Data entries
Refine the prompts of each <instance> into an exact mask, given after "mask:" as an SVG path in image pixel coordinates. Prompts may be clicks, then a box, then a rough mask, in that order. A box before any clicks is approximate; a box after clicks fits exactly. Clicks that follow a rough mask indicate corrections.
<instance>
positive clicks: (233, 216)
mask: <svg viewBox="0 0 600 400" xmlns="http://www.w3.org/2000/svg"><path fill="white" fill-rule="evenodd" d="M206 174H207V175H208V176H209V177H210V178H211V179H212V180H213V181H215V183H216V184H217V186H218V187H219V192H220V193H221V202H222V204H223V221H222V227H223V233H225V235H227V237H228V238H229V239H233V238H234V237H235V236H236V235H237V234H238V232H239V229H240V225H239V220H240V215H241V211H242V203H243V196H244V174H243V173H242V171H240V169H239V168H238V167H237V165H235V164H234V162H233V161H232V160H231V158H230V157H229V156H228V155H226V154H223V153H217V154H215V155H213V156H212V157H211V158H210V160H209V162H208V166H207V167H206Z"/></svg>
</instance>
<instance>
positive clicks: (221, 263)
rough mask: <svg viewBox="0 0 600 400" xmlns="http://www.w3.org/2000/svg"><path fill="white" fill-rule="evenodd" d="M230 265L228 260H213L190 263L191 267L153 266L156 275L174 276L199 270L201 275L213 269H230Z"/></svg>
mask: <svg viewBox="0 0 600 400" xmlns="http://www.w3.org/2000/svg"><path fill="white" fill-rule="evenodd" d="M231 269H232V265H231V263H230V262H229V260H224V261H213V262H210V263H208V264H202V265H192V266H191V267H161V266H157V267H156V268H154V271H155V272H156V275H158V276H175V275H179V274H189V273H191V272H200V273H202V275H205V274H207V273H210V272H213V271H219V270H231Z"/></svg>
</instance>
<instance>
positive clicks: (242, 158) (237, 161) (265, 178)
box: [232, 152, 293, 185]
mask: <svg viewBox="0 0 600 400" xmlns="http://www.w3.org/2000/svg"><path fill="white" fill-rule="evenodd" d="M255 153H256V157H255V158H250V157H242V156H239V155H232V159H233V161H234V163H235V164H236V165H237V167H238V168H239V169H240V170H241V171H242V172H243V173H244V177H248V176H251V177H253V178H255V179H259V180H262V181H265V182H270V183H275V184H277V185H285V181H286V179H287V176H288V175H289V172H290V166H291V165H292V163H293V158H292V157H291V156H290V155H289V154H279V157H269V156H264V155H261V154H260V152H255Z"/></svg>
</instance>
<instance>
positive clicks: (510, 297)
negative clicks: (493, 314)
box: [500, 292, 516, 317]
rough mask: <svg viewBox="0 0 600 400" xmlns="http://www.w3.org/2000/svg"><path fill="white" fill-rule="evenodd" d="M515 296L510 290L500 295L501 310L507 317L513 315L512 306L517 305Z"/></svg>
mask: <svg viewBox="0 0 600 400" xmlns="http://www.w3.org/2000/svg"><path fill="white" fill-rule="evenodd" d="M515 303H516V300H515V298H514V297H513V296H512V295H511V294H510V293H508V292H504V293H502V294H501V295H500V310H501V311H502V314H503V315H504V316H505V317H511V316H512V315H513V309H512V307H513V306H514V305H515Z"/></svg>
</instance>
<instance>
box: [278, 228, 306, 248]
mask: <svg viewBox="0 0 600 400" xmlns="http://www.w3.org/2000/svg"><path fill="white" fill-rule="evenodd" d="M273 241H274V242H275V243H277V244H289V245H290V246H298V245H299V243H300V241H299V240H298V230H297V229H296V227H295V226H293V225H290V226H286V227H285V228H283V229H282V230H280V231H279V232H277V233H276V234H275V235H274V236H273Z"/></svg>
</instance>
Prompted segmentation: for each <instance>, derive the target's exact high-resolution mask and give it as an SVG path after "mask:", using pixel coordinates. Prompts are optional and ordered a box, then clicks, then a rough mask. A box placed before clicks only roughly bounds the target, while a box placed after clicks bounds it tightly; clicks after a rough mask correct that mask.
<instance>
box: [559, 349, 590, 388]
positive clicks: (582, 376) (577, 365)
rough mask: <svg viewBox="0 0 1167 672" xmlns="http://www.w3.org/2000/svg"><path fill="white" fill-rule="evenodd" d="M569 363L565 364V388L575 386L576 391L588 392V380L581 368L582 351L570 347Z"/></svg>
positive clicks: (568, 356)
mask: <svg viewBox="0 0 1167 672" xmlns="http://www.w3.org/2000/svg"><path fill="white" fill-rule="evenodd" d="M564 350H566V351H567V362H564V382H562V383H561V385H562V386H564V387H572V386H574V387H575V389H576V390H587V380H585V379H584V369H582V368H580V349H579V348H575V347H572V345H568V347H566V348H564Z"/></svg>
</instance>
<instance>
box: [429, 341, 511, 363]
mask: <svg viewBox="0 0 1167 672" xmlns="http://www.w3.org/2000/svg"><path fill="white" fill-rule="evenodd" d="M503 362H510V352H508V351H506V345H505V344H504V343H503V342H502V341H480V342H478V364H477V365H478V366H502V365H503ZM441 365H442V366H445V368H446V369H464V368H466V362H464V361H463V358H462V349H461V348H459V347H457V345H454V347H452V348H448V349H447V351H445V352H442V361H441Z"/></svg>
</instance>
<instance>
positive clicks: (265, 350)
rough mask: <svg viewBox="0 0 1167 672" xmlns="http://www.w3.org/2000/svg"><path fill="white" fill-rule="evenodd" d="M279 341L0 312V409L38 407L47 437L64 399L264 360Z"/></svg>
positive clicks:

## What is being asked
List every line of the rows above that contains the string "clicks", matching case exactly.

## Solution
Refine the prompts of each <instance> into an exact mask, given after "mask:" as an SVG path in image pixel coordinates. Prompts may be clicks, then a box, then a rough mask, in that order. A box before any clicks is approximate; a box after clicks fits exactly. Clicks that follow a rough mask indicate corrections.
positive clicks: (233, 216)
positive clicks: (221, 263)
positive clicks: (242, 158) (237, 161) (265, 178)
positive clicks: (510, 297)
negative clicks: (493, 314)
Prompted segmentation: for each <instance>, derive the target's exact high-resolution mask and give it as an SVG path after "mask:", using pixel coordinates. Prompts are optional and ordered a box, then clicks, then a rough mask. A box placed before clicks only roughly bounds the target, while a box placed after clicks bounds it tightly; clicks after a rough mask correct that mask.
positive clicks: (582, 376) (577, 365)
positive clicks: (568, 356)
positive clicks: (265, 350)
positive clicks:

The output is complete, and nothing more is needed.